Obama moves to end “moral” opt-out for health care providers
The President of the United States has moved to overturn regulations that allow doctors, nurses and others to refuse to treat people who they disapprove of on “moral” grounds.
Barack Obama’s administration has begun the repeal process for the Department of Health and Human Services regulations regarding “provider conscience,” a last-ditch effort by his predecessor to “protect” medical professionals.
The regulations were rushed through the regulatory process by the previous administration and took effect just days before President Bush left office. They also applied to institutional healthcare providers that receive certain federal funds.
They were supported by the United States Conference of Catholic Bishops Protestant Evangelical groups.
The Human Rights Campaign, America’s largest lesbian, gay, bisexual and transgender civil rights group, commended the Obama administration.
“The regulations purport to interpret federal law to allow a health care provider to refuse to provide any health care service or information for a religious or moral reason,” an HRC spokesperson said.

- EXTRACTED MATERIAL:
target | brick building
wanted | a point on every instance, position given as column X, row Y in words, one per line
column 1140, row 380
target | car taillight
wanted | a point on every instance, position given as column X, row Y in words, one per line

- PROBLEM REQUIREMENTS: Write the next part of the news report on the Obama administration's move to repeal the "provider conscience" regulations, starting after its last sentence. The items are separate material and have no connection to the text about the health care opt-out.

- TASK RESPONSE:
“These regulations could impair LGBT patients’ access to care services if interpreted to permit providers to choose patients based upon sexual orientation, gender identity or family structure.
“The regulations also threaten women’s access to comprehensive health care by permitting pharmacists to refuse to dispense contraception even when doing so significantly burdens the patient’s access, or to refuse to participate in an emergency abortion even when the woman’s health is at risk.
“The regulations override many state laws protecting patients’ access to medical services.
“We are encouraged that the Department of Health and Human Services will be conducting a thorough review of these regulations.”